"""

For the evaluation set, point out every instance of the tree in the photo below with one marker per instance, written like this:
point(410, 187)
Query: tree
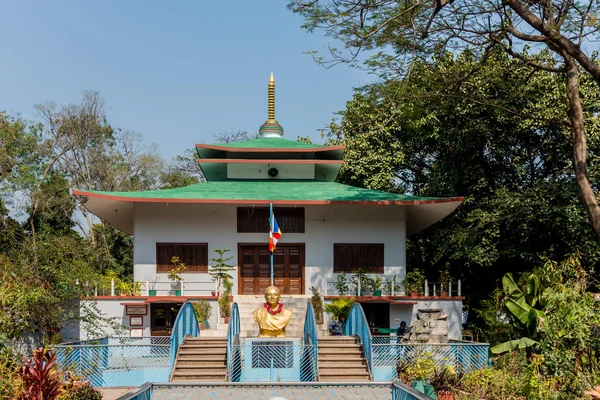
point(546, 35)
point(95, 156)
point(444, 139)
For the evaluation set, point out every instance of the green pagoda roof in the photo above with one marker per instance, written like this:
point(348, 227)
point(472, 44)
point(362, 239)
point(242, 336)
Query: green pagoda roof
point(268, 145)
point(117, 208)
point(266, 190)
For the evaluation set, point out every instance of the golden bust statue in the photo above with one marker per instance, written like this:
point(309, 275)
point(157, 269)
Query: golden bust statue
point(272, 317)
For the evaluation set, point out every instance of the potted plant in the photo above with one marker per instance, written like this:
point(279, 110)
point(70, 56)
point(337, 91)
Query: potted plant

"""

Copy out the records above in full, exactly as written, but not the pictures.

Answer to the task:
For the evaluation set, point out every instance of the tree in the photo below with one marker per instance, written like this:
point(410, 187)
Query: tree
point(546, 35)
point(95, 156)
point(444, 139)
For the evaluation set, point out every instance of the green pagoda roof in the photo above with one marker per instance, written like this:
point(348, 227)
point(472, 44)
point(362, 239)
point(242, 336)
Query: green pagoda roof
point(268, 145)
point(117, 208)
point(266, 190)
For the evaluation set, point out every instance of the golden bust statue in the photo above with one marker per instance, written like this:
point(309, 275)
point(157, 269)
Query: golden bust statue
point(272, 317)
For the evaluation set, point out every instance of the potted plant in the photo above with one marker per instance, written like this:
point(279, 110)
point(70, 56)
point(337, 91)
Query: potted plant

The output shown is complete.